You are here
PETERSBURG, Va. -- Tobacco company Star Scientific Inc. wants to be the first company to seek approval from the Food and Drug Administration (FDA) to sell "modified-risk" tobacco products, the Richmond Times-Dispatch reported.
The company, which makes smokeless, dissolvable tobacco products, told the paper it plans to seek approval next year to market its products as potentially less risky to consumers' health.
Star did not provide details about any new products, but company spokeswoman Sara Machir told the Times-Dispatch one would be similar to the dissolvable, lozenge-like smokeless tobacco products made under the Stonewall and Ariva brand names.

* _Instructions_
• 1. According to the article about Star Scientific's tobacco plans, what kind of tobacco products does the company make?
• 2. Pick up the article about Star Scientific's tobacco plans after its last sentence and continue it.
The data that follows has no connection to the text above.

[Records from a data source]
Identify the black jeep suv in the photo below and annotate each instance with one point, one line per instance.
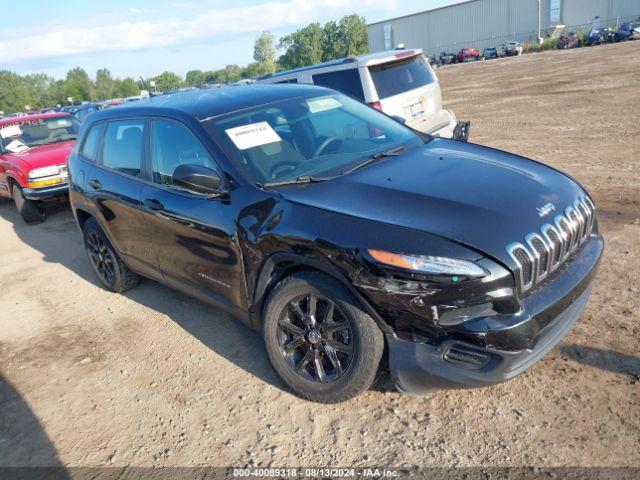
(344, 236)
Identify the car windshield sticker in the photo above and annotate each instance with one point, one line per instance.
(16, 146)
(323, 104)
(10, 131)
(252, 135)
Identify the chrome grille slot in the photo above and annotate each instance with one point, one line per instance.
(543, 252)
(555, 242)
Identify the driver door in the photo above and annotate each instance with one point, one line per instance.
(193, 235)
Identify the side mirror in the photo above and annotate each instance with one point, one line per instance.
(197, 178)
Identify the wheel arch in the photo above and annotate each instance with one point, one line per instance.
(282, 265)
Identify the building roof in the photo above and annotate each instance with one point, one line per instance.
(455, 4)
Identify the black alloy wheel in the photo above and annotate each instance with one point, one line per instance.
(101, 257)
(315, 338)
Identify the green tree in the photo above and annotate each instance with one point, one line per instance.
(353, 35)
(127, 87)
(264, 48)
(302, 47)
(14, 96)
(78, 85)
(105, 85)
(167, 81)
(194, 78)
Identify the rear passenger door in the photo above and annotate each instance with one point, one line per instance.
(115, 186)
(193, 235)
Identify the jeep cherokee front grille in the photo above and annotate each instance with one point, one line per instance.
(542, 253)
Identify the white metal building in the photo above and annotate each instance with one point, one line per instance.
(488, 23)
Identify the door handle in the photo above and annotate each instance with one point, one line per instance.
(153, 204)
(95, 184)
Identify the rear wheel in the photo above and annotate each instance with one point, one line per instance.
(109, 267)
(319, 339)
(30, 211)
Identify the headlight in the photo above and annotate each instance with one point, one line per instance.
(44, 172)
(429, 264)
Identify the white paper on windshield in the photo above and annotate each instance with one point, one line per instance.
(10, 131)
(253, 135)
(16, 146)
(323, 104)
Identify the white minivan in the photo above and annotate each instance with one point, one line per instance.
(400, 83)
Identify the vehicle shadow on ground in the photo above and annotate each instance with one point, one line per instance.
(23, 441)
(59, 241)
(603, 359)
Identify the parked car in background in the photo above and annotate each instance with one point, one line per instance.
(599, 36)
(469, 53)
(628, 31)
(490, 53)
(448, 58)
(400, 83)
(82, 111)
(570, 40)
(510, 49)
(33, 160)
(350, 241)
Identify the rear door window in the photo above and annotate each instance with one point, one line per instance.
(346, 81)
(400, 76)
(91, 144)
(122, 150)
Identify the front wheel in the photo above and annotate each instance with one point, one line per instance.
(106, 262)
(30, 211)
(319, 339)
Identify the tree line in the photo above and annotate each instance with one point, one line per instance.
(312, 44)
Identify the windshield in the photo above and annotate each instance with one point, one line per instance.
(400, 76)
(317, 136)
(21, 135)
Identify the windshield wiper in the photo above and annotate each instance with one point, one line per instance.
(393, 152)
(294, 181)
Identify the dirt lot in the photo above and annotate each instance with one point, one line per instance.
(156, 378)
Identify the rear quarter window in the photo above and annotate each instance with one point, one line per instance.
(91, 144)
(346, 81)
(400, 76)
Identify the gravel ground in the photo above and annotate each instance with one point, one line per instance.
(155, 378)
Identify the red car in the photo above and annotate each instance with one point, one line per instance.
(33, 160)
(468, 54)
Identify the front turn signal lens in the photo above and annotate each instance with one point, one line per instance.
(428, 264)
(44, 183)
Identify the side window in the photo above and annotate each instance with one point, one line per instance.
(172, 145)
(347, 81)
(92, 142)
(122, 148)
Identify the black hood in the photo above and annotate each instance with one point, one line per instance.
(474, 195)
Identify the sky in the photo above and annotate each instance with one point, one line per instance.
(146, 37)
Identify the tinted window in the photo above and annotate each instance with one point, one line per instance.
(398, 77)
(347, 81)
(172, 145)
(92, 142)
(122, 149)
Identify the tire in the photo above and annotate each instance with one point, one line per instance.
(337, 362)
(104, 259)
(30, 211)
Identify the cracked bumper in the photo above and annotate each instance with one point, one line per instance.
(506, 345)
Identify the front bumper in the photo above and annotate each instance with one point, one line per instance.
(45, 193)
(506, 345)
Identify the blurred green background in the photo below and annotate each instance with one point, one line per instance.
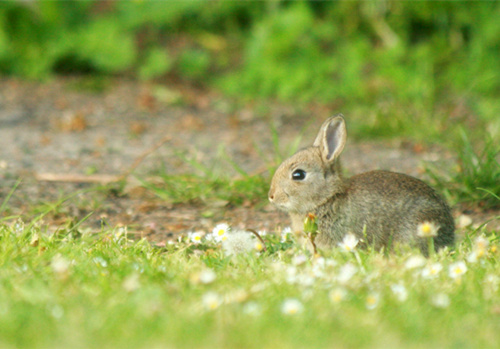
(386, 62)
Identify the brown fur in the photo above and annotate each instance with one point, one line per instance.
(382, 208)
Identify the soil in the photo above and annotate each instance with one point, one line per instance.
(58, 139)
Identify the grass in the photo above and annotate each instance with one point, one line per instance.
(477, 177)
(101, 289)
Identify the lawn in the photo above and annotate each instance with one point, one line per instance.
(224, 83)
(77, 288)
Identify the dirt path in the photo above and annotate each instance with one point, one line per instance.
(54, 129)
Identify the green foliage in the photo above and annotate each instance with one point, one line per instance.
(477, 178)
(156, 64)
(400, 68)
(103, 290)
(194, 64)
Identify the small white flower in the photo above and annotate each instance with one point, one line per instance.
(252, 308)
(463, 221)
(262, 233)
(440, 300)
(337, 295)
(285, 234)
(349, 242)
(238, 242)
(258, 245)
(372, 300)
(211, 300)
(400, 292)
(472, 257)
(415, 262)
(60, 265)
(457, 269)
(219, 233)
(196, 237)
(207, 276)
(292, 306)
(432, 271)
(427, 229)
(346, 272)
(299, 259)
(481, 245)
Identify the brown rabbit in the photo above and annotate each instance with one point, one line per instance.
(380, 207)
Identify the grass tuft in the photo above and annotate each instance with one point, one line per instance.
(102, 289)
(477, 178)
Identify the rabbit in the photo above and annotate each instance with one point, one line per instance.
(381, 208)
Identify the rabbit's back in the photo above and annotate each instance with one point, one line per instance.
(385, 208)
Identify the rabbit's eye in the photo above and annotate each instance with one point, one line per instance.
(298, 175)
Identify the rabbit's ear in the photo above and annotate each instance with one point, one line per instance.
(331, 138)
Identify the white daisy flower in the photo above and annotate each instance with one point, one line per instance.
(219, 233)
(196, 237)
(211, 300)
(457, 269)
(346, 272)
(349, 242)
(292, 306)
(285, 234)
(252, 308)
(299, 259)
(427, 229)
(481, 245)
(415, 262)
(238, 242)
(400, 292)
(337, 295)
(441, 300)
(207, 276)
(60, 265)
(432, 271)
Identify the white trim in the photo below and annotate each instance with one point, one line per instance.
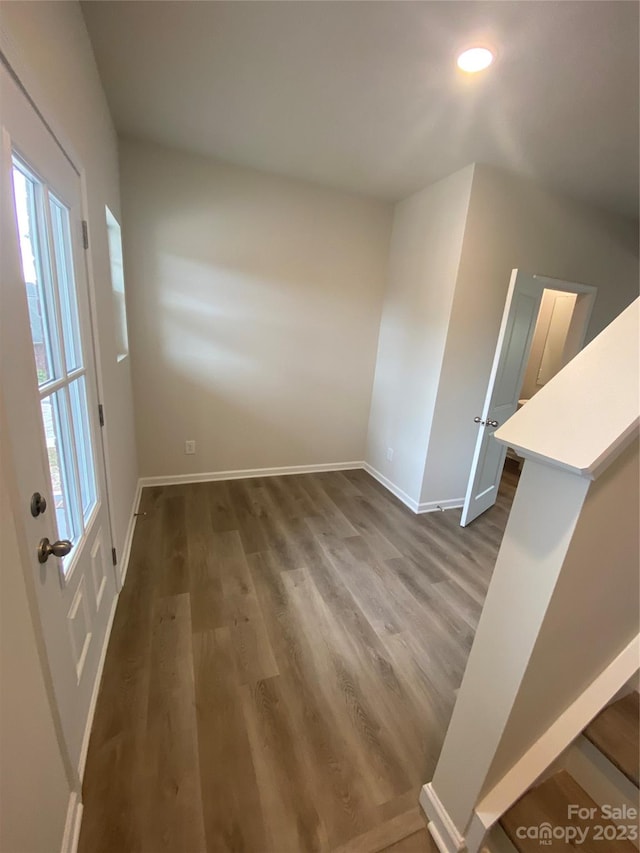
(96, 689)
(391, 487)
(123, 559)
(443, 830)
(440, 506)
(560, 734)
(72, 824)
(247, 473)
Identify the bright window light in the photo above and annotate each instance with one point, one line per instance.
(117, 286)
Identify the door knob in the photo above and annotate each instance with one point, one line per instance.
(59, 549)
(38, 504)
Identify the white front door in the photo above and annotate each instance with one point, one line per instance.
(507, 373)
(51, 408)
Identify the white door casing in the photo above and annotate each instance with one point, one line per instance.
(75, 596)
(507, 374)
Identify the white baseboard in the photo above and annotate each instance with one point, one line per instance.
(407, 500)
(96, 689)
(391, 487)
(72, 824)
(247, 473)
(443, 830)
(440, 506)
(128, 539)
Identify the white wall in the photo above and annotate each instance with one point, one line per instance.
(52, 43)
(255, 305)
(593, 614)
(49, 40)
(426, 244)
(514, 223)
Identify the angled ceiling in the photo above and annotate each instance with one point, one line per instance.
(365, 96)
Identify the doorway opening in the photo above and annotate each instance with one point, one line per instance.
(544, 326)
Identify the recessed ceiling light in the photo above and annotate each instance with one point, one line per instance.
(475, 59)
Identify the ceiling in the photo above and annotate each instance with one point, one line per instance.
(365, 96)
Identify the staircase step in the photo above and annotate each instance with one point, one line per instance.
(615, 732)
(549, 804)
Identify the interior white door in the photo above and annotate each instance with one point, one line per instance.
(50, 405)
(507, 374)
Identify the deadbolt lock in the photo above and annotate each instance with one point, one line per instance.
(38, 504)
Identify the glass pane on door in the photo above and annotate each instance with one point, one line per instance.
(34, 266)
(61, 468)
(44, 229)
(78, 394)
(66, 283)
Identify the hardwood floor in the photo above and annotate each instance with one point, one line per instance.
(282, 668)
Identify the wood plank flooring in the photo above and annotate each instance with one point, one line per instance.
(283, 664)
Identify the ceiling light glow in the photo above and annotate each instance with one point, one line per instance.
(475, 59)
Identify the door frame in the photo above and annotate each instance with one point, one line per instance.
(576, 334)
(26, 82)
(24, 79)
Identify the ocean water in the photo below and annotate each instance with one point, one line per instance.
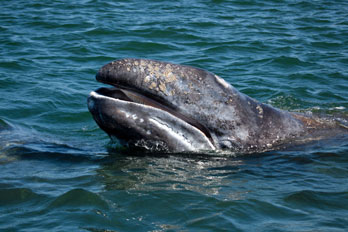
(59, 171)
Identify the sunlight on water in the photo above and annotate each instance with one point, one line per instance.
(59, 171)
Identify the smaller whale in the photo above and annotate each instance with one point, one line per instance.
(160, 106)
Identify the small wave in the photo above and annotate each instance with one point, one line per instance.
(318, 200)
(79, 198)
(11, 196)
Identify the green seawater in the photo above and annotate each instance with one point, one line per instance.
(58, 170)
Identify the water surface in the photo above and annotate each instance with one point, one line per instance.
(58, 170)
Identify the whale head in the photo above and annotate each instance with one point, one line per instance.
(176, 108)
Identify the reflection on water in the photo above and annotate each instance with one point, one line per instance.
(200, 173)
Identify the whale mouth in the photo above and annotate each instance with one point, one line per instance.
(130, 96)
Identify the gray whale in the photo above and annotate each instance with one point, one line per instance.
(177, 108)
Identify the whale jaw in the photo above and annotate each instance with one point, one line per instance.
(138, 121)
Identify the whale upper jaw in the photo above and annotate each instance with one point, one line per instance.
(139, 121)
(182, 108)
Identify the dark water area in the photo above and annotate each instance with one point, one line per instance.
(59, 172)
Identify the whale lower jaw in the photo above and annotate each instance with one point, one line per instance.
(146, 123)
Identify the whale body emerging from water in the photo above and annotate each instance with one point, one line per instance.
(177, 108)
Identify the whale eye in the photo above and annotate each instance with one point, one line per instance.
(228, 144)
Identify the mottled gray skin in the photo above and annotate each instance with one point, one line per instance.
(220, 117)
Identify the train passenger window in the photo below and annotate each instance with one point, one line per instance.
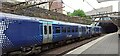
(72, 29)
(57, 29)
(68, 29)
(76, 29)
(49, 29)
(45, 29)
(64, 29)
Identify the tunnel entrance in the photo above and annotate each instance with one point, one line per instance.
(108, 27)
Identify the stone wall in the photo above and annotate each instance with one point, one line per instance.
(42, 13)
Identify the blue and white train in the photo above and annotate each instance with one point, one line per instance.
(18, 32)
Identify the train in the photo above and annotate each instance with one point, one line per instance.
(23, 33)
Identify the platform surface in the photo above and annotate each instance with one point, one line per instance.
(107, 44)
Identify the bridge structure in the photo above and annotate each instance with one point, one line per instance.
(108, 21)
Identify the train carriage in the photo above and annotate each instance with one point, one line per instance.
(18, 32)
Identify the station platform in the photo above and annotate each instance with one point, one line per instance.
(107, 44)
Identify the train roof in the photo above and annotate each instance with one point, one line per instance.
(21, 17)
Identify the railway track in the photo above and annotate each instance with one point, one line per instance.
(59, 51)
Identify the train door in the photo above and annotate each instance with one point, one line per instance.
(80, 31)
(47, 32)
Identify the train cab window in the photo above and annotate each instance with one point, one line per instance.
(45, 29)
(57, 29)
(64, 29)
(76, 29)
(68, 29)
(49, 29)
(72, 29)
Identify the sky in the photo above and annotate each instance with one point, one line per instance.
(71, 5)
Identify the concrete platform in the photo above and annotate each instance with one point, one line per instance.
(107, 44)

* _Your written answers_
• 1. The company makes smokeless, dissolvable tobacco products.

• 2.
"What would distinguish it is the even significantly lower nitrosamine levels," she told the paper. Nitrosamines are cancer-causing agents considered by some researchers to be the most harmful agent in smokeless tobacco, according to the report. Star obtained a patent in 2001 for a tobacco-curing process that reduces nitrosamines, the report stated. Now, the company claims to have developed a new method for cultivation, curing and preparation of tobacco that further reduces nitrosamine levels.
With the passage of legislation earlier this year that gives the FDA authority to regulate the tobacco industry, tobacco companies can now submit products for scientific review by the FDA for approval to be marketed as "modified-risk."